Give back exactly the lines from the one holding "If you could indicate the turquoise" to the bottom of the material, both included, and nothing more. No pictures.

[Source data]
——

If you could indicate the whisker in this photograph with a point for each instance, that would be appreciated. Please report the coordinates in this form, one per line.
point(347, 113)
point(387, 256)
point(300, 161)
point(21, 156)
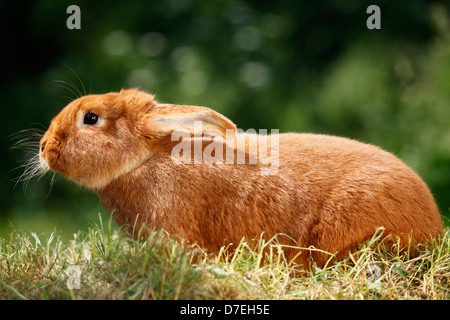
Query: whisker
point(70, 87)
point(28, 141)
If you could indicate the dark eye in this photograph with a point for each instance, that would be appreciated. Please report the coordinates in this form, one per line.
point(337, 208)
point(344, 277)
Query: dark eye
point(90, 119)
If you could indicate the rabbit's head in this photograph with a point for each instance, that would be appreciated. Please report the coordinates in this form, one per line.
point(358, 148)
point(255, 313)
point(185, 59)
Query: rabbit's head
point(97, 138)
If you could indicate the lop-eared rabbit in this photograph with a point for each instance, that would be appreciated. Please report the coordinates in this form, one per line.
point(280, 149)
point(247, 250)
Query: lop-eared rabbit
point(314, 191)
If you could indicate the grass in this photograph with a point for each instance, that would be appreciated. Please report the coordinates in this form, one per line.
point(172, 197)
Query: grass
point(104, 264)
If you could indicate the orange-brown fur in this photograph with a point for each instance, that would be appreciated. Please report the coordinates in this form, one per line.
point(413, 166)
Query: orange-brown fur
point(330, 193)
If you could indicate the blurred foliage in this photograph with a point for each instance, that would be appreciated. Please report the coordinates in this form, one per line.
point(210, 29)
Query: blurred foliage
point(293, 65)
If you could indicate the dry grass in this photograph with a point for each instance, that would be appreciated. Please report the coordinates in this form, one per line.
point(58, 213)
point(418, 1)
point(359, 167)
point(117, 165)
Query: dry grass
point(111, 266)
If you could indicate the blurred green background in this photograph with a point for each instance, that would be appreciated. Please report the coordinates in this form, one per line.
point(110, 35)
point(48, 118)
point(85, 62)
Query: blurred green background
point(305, 66)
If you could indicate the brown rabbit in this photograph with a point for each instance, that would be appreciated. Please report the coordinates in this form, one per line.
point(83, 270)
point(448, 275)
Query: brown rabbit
point(321, 191)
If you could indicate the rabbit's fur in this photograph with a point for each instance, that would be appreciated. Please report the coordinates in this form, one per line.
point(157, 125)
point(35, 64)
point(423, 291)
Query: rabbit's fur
point(327, 192)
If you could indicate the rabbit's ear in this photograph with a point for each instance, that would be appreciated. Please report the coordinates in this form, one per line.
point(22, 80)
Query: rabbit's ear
point(164, 119)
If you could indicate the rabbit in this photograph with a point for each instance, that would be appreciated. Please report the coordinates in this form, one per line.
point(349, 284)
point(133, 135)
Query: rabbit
point(325, 192)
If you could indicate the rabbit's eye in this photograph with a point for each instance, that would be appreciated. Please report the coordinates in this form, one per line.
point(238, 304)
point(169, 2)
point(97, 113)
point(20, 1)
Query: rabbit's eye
point(90, 119)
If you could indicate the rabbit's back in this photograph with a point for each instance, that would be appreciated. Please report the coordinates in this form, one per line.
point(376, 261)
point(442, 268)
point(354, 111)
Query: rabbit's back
point(328, 192)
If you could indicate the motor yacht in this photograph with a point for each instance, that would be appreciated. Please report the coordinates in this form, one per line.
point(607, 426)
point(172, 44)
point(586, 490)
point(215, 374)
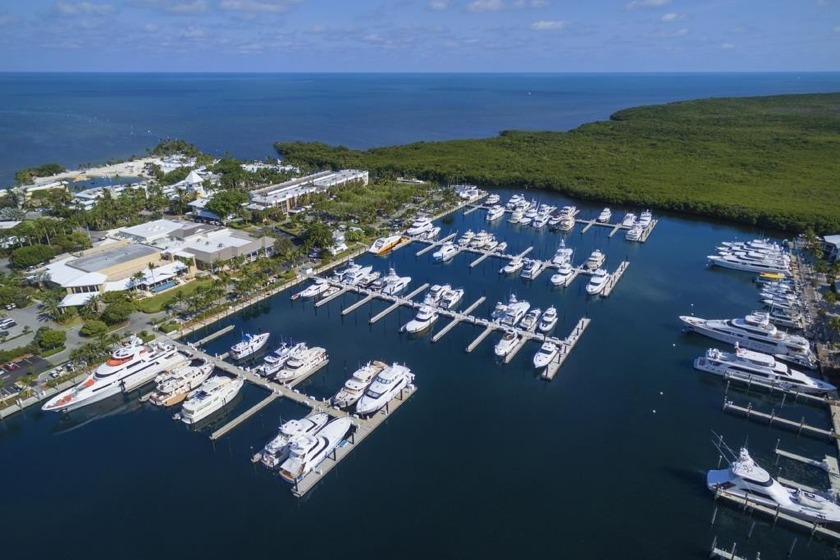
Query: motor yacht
point(307, 451)
point(563, 254)
point(548, 320)
point(355, 387)
point(445, 252)
point(757, 366)
point(604, 216)
point(530, 320)
point(277, 449)
point(302, 363)
point(745, 480)
point(595, 260)
point(213, 394)
point(384, 244)
point(753, 332)
point(419, 226)
point(495, 212)
point(508, 341)
point(597, 282)
point(129, 366)
point(547, 352)
point(385, 386)
point(249, 344)
point(424, 319)
point(513, 265)
point(173, 387)
point(316, 288)
point(532, 269)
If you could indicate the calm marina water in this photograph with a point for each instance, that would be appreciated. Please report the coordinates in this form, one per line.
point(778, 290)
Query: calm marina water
point(608, 460)
point(485, 460)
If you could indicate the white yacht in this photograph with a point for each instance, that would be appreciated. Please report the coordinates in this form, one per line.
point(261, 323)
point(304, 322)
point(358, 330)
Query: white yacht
point(513, 265)
point(277, 449)
point(302, 363)
point(384, 244)
point(307, 451)
point(756, 366)
point(315, 289)
point(597, 282)
point(130, 366)
point(355, 387)
point(387, 385)
point(563, 254)
point(249, 344)
point(172, 387)
point(419, 226)
point(506, 343)
point(426, 316)
point(495, 212)
point(531, 320)
point(595, 260)
point(754, 332)
point(604, 216)
point(532, 269)
point(548, 320)
point(213, 394)
point(547, 352)
point(563, 275)
point(746, 480)
point(514, 313)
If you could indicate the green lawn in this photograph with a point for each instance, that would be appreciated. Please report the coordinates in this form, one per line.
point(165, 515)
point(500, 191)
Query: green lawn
point(157, 303)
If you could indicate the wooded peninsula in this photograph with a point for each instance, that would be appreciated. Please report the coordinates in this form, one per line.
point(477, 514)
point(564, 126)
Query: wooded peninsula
point(771, 162)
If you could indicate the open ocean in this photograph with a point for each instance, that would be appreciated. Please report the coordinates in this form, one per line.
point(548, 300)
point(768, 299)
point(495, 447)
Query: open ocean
point(485, 460)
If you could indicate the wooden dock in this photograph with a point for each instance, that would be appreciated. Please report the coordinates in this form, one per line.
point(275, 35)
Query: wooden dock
point(244, 416)
point(363, 429)
point(214, 335)
point(773, 419)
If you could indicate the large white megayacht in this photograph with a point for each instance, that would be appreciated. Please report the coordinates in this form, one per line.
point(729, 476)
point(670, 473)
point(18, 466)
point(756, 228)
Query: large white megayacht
point(757, 366)
point(129, 367)
point(213, 394)
point(277, 449)
point(388, 384)
point(746, 480)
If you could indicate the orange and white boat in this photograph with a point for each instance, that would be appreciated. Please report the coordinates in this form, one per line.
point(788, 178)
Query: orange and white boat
point(129, 367)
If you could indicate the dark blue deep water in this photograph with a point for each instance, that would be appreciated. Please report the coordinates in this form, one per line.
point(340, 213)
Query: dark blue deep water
point(485, 460)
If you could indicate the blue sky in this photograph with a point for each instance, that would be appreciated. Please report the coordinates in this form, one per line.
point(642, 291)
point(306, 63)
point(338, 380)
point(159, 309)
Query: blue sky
point(420, 35)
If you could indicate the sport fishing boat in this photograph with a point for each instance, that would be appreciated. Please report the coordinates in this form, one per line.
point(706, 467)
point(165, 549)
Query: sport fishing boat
point(747, 481)
point(130, 366)
point(213, 394)
point(547, 352)
point(277, 449)
point(173, 387)
point(355, 387)
point(306, 451)
point(388, 384)
point(756, 366)
point(249, 344)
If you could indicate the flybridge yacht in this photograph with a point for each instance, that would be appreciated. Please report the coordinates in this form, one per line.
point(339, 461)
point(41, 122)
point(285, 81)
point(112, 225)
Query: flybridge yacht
point(745, 479)
point(387, 385)
point(129, 367)
point(754, 332)
point(249, 344)
point(277, 450)
point(756, 366)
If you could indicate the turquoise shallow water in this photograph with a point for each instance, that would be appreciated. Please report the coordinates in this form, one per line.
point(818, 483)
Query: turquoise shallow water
point(485, 460)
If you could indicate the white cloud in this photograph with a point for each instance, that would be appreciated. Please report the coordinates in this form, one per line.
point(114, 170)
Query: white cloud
point(647, 4)
point(671, 17)
point(549, 25)
point(83, 9)
point(271, 6)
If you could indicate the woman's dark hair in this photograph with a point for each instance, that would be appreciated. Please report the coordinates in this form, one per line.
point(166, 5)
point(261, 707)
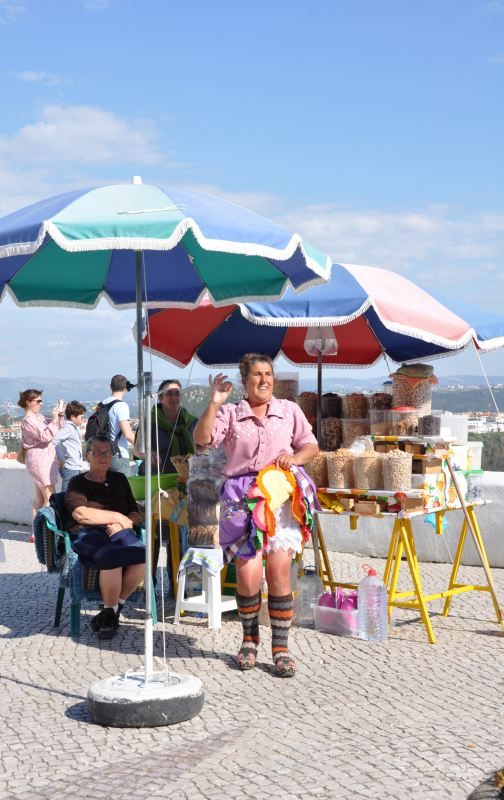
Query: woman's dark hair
point(163, 384)
point(101, 438)
point(249, 359)
point(74, 409)
point(27, 396)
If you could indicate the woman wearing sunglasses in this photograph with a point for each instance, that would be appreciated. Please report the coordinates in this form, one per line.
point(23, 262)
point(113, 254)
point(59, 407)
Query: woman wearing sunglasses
point(174, 431)
point(37, 437)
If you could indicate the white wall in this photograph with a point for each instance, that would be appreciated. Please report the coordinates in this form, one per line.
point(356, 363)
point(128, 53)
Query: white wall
point(371, 538)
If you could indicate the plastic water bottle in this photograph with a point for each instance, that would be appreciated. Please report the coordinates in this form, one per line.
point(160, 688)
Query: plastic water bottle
point(309, 589)
point(372, 608)
point(263, 613)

——

Complete response -
If you could indicate the turquoise shallow water in this photograph with a point for each instance, that would be appreciated. Please report the coordinates in this form, one per line.
point(818, 483)
Query: turquoise shallow water
point(485, 460)
If you could indicate the white cloud in this photograph with a point for each instance, that would be appreciated. Please report the coordinates in this form, one per line.
point(114, 170)
Query: white cloud
point(647, 4)
point(671, 17)
point(549, 25)
point(83, 9)
point(271, 6)
If you could indicate the woman's dark hair in this photograph with a point for each instance, that would be appreciated. Please report the coordinates in this form, one per line.
point(166, 5)
point(261, 707)
Query: woman's dark hair
point(163, 384)
point(101, 438)
point(249, 359)
point(74, 409)
point(27, 396)
If you could indicate the woman wearing sunglasses in this photograph with a point for each instance, that would be appreciated. Please report the coordinates in this form, one per line.
point(23, 262)
point(113, 254)
point(59, 407)
Query: woman wearing sunglasses
point(174, 431)
point(37, 437)
If you could indicate the white wall in this photograph with a point for each instance, that would be appreciated. Please report the coordinates in this form, one per line.
point(356, 363)
point(128, 53)
Query: white wall
point(371, 538)
If you could indicate the plastic water bottle in this photograph with a point for each instance, that would be appreciated. Please report the coordinates in this form, one per line.
point(160, 688)
Query: plastic water bottle
point(309, 589)
point(372, 608)
point(263, 613)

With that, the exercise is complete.